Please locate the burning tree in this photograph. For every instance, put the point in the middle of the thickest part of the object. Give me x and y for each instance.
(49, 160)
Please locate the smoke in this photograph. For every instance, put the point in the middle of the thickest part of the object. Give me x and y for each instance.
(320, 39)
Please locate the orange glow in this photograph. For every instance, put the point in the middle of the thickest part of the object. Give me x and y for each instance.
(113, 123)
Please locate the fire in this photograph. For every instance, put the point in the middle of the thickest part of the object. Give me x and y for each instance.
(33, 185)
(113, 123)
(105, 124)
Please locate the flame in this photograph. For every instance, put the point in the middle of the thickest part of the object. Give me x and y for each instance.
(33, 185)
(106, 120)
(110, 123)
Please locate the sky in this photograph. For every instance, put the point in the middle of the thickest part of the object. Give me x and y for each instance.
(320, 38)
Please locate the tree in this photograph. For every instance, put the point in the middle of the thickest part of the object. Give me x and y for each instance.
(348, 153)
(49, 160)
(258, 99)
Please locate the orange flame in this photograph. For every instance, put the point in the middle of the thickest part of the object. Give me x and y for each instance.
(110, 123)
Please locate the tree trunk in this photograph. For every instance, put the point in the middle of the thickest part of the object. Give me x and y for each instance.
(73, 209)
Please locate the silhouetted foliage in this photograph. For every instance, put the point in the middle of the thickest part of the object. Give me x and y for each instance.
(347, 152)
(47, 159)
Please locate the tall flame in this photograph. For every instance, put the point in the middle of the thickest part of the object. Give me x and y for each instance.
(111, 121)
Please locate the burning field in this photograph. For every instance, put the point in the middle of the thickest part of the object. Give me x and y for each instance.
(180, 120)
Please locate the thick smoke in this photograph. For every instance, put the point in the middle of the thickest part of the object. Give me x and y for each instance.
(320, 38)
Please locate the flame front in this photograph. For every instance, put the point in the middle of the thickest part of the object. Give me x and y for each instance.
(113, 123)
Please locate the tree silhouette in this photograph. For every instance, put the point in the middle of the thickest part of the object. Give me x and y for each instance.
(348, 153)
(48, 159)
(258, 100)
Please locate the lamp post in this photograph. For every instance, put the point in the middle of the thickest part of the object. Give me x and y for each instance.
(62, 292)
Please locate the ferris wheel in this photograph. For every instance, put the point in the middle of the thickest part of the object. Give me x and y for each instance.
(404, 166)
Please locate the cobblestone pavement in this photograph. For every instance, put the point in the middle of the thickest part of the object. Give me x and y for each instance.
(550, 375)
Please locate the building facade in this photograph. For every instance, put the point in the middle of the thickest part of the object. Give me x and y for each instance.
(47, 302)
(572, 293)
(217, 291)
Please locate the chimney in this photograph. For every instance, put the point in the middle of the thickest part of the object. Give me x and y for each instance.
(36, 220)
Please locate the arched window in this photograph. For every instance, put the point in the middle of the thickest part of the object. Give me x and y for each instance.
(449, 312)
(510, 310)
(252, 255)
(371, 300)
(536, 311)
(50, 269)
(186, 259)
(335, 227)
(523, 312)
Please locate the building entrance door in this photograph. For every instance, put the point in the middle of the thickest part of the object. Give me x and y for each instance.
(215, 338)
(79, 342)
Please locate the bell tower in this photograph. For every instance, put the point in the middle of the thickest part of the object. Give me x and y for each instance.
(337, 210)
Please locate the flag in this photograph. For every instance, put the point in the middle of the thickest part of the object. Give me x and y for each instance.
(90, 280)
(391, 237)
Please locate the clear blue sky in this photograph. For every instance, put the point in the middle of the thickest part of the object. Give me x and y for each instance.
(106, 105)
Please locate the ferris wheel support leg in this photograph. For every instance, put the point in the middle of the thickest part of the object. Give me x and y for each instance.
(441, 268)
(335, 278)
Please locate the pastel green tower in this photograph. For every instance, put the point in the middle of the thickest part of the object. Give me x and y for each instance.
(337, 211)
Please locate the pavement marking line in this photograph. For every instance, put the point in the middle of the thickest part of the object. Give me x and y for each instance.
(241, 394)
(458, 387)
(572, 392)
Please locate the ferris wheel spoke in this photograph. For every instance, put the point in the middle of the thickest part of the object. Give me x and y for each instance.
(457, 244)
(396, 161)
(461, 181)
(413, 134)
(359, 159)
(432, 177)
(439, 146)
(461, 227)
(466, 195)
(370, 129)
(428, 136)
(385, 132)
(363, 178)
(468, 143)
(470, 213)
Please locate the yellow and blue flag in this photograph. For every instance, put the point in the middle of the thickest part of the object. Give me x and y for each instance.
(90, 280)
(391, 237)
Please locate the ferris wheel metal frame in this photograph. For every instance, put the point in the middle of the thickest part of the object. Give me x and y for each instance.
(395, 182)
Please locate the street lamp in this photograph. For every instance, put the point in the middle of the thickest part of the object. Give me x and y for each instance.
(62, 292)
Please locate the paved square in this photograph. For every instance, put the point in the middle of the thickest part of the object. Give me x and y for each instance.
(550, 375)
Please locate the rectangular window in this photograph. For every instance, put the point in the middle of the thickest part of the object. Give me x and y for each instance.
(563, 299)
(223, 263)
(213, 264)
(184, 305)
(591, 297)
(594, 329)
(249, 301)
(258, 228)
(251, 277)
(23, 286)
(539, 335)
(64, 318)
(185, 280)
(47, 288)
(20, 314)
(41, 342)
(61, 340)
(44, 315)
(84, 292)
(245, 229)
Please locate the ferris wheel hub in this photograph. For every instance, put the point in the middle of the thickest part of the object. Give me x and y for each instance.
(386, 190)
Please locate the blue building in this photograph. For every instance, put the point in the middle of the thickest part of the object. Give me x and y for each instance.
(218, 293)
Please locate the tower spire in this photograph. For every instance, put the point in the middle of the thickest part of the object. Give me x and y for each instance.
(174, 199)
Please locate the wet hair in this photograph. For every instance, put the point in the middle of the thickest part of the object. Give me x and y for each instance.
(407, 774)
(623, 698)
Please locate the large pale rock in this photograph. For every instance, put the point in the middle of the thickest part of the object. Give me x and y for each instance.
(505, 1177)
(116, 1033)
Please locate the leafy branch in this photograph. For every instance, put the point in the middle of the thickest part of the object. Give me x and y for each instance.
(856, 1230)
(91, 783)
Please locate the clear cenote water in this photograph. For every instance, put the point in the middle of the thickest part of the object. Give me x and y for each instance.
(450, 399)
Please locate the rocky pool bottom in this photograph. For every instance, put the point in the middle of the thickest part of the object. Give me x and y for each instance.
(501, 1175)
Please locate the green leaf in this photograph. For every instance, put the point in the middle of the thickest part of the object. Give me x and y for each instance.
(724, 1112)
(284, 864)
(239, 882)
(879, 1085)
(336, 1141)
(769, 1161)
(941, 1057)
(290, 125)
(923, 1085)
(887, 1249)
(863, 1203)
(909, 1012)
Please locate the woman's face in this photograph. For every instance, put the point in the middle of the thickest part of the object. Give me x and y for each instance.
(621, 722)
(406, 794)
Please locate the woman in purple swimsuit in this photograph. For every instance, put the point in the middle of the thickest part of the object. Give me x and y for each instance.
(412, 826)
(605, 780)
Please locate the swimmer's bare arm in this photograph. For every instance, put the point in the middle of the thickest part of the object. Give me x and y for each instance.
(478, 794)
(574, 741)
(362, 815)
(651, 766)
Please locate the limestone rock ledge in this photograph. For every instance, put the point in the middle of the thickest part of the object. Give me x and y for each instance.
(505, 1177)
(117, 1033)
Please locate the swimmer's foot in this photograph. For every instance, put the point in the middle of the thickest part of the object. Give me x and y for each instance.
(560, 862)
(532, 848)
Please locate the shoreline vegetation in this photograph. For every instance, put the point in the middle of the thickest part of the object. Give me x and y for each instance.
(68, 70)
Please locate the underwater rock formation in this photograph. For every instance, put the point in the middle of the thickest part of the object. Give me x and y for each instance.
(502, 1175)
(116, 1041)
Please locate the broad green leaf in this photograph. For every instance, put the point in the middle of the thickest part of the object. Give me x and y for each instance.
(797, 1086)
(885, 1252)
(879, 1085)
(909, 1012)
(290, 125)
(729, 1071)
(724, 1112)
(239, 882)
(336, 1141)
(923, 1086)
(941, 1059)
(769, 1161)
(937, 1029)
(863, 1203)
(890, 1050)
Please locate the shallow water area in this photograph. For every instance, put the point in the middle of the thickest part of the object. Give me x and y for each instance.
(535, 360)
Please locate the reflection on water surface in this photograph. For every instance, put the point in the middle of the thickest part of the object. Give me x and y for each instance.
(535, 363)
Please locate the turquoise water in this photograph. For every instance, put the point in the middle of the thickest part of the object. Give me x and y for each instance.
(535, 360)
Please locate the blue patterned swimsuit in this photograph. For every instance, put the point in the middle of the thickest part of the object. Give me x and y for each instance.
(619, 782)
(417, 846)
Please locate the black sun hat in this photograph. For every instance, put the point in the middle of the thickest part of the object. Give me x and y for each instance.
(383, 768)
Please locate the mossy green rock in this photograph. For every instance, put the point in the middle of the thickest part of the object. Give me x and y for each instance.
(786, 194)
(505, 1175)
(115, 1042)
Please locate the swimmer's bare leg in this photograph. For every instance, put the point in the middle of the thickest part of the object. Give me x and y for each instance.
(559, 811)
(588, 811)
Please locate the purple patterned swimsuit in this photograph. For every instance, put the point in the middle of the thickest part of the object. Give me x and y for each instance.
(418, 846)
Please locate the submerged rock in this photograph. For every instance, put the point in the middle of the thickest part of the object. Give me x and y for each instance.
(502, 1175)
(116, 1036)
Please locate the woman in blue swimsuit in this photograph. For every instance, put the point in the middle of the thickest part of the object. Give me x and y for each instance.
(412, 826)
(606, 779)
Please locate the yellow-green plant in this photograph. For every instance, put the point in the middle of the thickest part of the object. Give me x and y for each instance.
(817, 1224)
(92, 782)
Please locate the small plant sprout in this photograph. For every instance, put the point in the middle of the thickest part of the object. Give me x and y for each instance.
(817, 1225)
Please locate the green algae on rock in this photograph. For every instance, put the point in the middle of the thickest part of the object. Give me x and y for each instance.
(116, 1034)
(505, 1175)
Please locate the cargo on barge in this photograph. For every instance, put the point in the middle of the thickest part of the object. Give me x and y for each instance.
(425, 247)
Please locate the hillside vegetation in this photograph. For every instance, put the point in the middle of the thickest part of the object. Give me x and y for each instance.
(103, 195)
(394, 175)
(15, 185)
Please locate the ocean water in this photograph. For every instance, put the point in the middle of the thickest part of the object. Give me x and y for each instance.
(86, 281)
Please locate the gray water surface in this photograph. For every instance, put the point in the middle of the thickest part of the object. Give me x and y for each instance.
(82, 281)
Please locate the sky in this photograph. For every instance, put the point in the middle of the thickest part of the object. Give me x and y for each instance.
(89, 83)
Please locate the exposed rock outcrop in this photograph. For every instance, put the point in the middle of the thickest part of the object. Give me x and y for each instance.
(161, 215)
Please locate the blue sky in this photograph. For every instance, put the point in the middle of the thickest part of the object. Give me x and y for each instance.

**Task item:**
For this exercise, copy the lines from the one that contains "Please locate the exposed" through the last line of the records, exactly and only those.

**Reply to the task:**
Please locate the exposed rock outcrop in this photograph. For every instance, put the point in the middle of the thickest part of the object. Give me x and y for each instance.
(161, 215)
Please locate the blue sky in this photograph. For every instance, put the point in the middle of the thickest part of the object. Give me x and y for each instance.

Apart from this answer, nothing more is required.